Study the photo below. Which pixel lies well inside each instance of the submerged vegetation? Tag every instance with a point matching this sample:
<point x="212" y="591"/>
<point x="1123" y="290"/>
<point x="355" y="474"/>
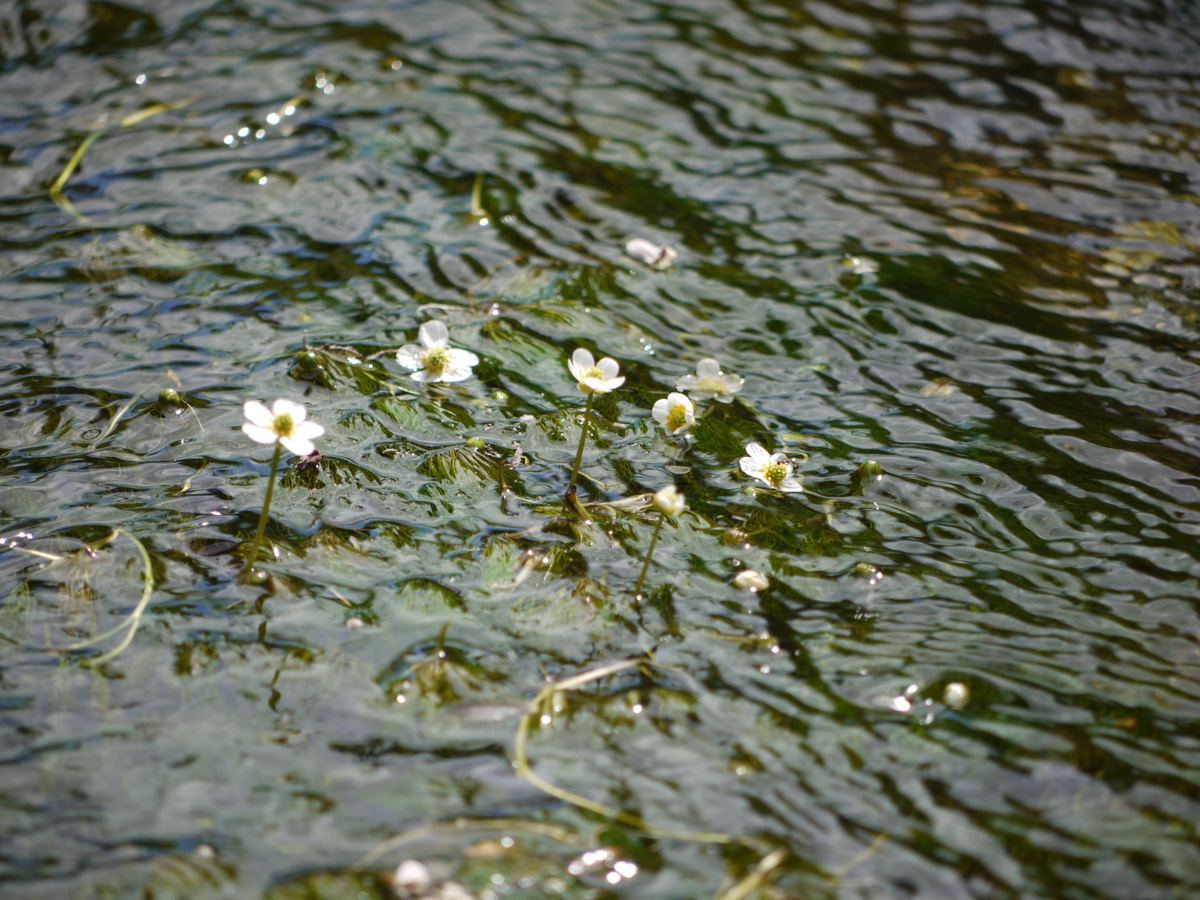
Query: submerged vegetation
<point x="723" y="450"/>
======
### [課題]
上の一覧の行を、依頼文も含めてすべて書き写してください。解答にある点の x 座標と y 座標にはそれぞれ 20 を加え、依頼文と書式見本の数値は元のままにし、画像は省いてください。

### [解答例]
Study the photo below. Which pixel lies well inside each instance of the submerged vegetation? Tag every instance with a point matching this sample:
<point x="212" y="591"/>
<point x="1123" y="290"/>
<point x="355" y="474"/>
Query: submerged vegetation
<point x="743" y="470"/>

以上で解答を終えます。